- Vorgegebener Text:
Gleichzeitig kommen an Real- und Hauptschulen ab Montag weitere Jahrgänge, immer ein bis zwei Stufen pro Tag. An Gymnasien und Gesamtschulen, an denen Abitur gemacht wird, erhalten je nach Kapazität jüngere Jahrgänge Unterricht. Spätestens am 26. Mai soll auch dort für alle die Schule wieder beginnen. Aber für alle gilt: Es wird nur einzelne Tage Präsenzunterricht geben, kombiniert mit weiterem Lernen zu Hause. „Ein komplexes System“, so Schuldezernent Stefan Kühn. Und jede Schule müsse für sich einen Weg finden, Schule nach den neuen Regeln zu organisieren.

„Ich finde gut, dass wir uns mal sehen und nicht nur schreiben“

„Wie geht es dir? Geht‘s dir gut?“ Schulleiter Richard Voß begrüßte am Donnerstagmorgen jedes Kind persönlich, das am Schulhof der Grundschule Am Nützenberg ankam. Er nannte mit Lehrerin Sofie Weißhaar den Kindern am Tor ihren Klassenraum. Denn die drei Klassen wurden auf sechs Räume verteilt.

Fast alle Jungen und Mädchen hatten einen Mund-Nase-Schutz auf. Da brauchte Richard Voß kaum eine der bunten Stoffmasken aus der großen Kiste neben ihm zu verteilen, die Eltern genäht hatten. Die Kinder waren ernst, Übermut war nicht zu sehen. Auf WZ-Nachfrage wären zwar einige lieber zu Hause geblieben, Ferres etwa erzählt vom Fernsehen. Und Lilo fand besser, selbst zu entscheiden, wann sie lernt. Andere aber freuten sich: „In der Schule kann man Spaß haben und lernen“, erklärt Alea. Ilia sagt:„Ich finde sehr gut, dass wir uns mal sehen und nicht nur schreiben.“ Und Alischa sagt: „Ich freue mich, dass ich meine Klassenkameraden sehen kann.“

Damit sich die Kinder nicht am Eingang knubbeln, hatten die Lehrer gelbe Streifen auf den Zuweg gesprüht, um den nötigen Abstand zu markieren. Auf den achteten die Kinder auch. Vielleicht hat das Video auf der Schulhomepage geholfen. Darin führen einige Schüler vor, wie sich jetzt alle verhalten müssen.

- Einträge zur Bounding-Box-Annotation:
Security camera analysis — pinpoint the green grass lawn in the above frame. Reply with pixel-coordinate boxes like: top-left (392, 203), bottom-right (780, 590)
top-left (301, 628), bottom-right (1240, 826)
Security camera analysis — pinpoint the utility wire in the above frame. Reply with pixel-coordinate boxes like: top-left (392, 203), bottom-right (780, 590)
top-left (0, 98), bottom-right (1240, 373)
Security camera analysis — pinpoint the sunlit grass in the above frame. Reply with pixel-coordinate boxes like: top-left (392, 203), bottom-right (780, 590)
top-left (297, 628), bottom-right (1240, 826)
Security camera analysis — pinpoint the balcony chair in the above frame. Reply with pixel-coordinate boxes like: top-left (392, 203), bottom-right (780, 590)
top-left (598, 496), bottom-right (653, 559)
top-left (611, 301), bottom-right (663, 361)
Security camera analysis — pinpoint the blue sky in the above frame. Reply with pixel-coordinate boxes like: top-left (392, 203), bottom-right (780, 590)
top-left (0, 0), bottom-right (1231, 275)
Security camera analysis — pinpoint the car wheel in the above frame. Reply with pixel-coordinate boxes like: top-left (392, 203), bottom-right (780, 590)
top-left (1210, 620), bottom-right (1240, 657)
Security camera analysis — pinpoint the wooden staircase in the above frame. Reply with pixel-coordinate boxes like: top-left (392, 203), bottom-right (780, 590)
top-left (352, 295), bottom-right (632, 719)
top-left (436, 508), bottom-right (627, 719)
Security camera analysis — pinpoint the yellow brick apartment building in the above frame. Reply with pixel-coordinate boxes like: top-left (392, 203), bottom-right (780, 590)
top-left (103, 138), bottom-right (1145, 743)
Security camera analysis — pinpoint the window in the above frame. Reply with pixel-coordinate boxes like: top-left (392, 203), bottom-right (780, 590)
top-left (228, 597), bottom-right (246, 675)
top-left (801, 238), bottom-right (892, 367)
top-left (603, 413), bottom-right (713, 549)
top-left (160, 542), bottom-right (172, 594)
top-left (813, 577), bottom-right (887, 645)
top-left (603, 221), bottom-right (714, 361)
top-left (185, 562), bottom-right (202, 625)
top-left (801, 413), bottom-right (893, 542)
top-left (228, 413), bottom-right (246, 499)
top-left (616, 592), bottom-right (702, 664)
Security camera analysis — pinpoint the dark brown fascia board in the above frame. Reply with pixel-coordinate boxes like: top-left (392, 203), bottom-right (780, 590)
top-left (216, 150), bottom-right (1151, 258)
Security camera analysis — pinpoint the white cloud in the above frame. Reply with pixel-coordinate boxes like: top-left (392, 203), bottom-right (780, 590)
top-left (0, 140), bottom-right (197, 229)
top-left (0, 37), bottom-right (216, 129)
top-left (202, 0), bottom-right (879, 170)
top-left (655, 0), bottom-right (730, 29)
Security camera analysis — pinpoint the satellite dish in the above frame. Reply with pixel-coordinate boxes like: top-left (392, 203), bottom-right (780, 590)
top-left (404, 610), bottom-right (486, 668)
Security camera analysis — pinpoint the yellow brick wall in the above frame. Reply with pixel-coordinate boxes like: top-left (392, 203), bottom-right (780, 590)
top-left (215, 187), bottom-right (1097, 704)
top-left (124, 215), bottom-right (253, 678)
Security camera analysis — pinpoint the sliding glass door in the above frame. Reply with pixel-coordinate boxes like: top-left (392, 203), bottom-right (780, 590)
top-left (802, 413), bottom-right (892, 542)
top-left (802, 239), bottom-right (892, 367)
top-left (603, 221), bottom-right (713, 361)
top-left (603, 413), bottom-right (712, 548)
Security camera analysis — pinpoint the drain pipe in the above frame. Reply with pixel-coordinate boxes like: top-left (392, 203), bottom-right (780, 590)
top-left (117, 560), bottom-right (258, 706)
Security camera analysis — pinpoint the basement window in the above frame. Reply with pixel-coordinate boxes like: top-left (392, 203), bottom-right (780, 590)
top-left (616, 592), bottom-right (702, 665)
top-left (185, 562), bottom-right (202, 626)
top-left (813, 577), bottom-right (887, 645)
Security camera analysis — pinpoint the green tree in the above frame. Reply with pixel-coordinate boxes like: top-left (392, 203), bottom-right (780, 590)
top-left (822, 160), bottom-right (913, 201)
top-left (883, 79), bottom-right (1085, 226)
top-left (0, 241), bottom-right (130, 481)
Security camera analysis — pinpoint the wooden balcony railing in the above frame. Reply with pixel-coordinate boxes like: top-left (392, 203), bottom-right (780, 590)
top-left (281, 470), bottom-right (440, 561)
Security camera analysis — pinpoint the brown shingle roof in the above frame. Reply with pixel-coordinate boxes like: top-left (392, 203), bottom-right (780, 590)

- Aufgaben:
1) Beantworte anhand des Textes über den Schulstart:
(a) An welchem Tag soll an Gymnasien und Gesamtschulen spätestens für alle die Schule wieder beginnen?
(b) Auf wie viele Räume wurden die drei Klassen der Grundschule Am Nützenberg verteilt?
(c) Welche Farbe hatten die Streifen, die die Lehrer auf den Zuweg gesprüht hatten?
2) Nenne alle Kinder, die im Text über den Schulstart mit Namen vorkommen.
3) Setze den Bericht über den Schulstart an der Grundschule Am Nützenberg nach seinem letzten Satz fort.
Die Auflistung hat mit den Aufgaben nichts zu tun.

- Erwartete Lösungen:
1)
(a) Am 26. Mai.
(b) Auf sechs Räume.
(c) Gelb.

2) Ferres, Lilo, Alea, Ilia, Alischa

3)
In den Klassenzimmern waren die Tische für jeden Schüler gekennzeichnet, auf jedem Tisch lag eine Begrüßungskarte mit einer kleinen Schachtel Schmarties. Und ein vorgefertigtes Blatt Papier, auf dem die Kinder ihre Masken während des Unterrichts ablegen können. Die Maske sollen sie auf Wegen zur Toilette und in der Pause tragen. „Die Regel heißt: ,Steh‘ ich auf, Maske an‘“, erklärt Richard Voß.

Am ersten Schultag seit langem gab es erstmal viel zu erzählen. Erst später ging es um Deutsch und Mathe. Und in den Pausen wurde zwar draußen gespielt, aber dabei auf Abstand geachtet. „Die Kinder haben sich gut und vernünftig verhalten“, lobt Richard Voß. „Man merkt, dass sie gut vorbereitet waren.

Auch Babette Teichmann, Leiterin der Grundschule Mercklinghausstraße in Langerfeld berichtet, dass die Kinder am ersten Tag sehr ruhig waren – aber froh, die anderen Kinder und die Lehrer wiederzusehen. Die Trennung der Klassen in zwei Hälften sei ihnen schwer gefallen – die musste auch auf dem Schulhof eingehalten werden.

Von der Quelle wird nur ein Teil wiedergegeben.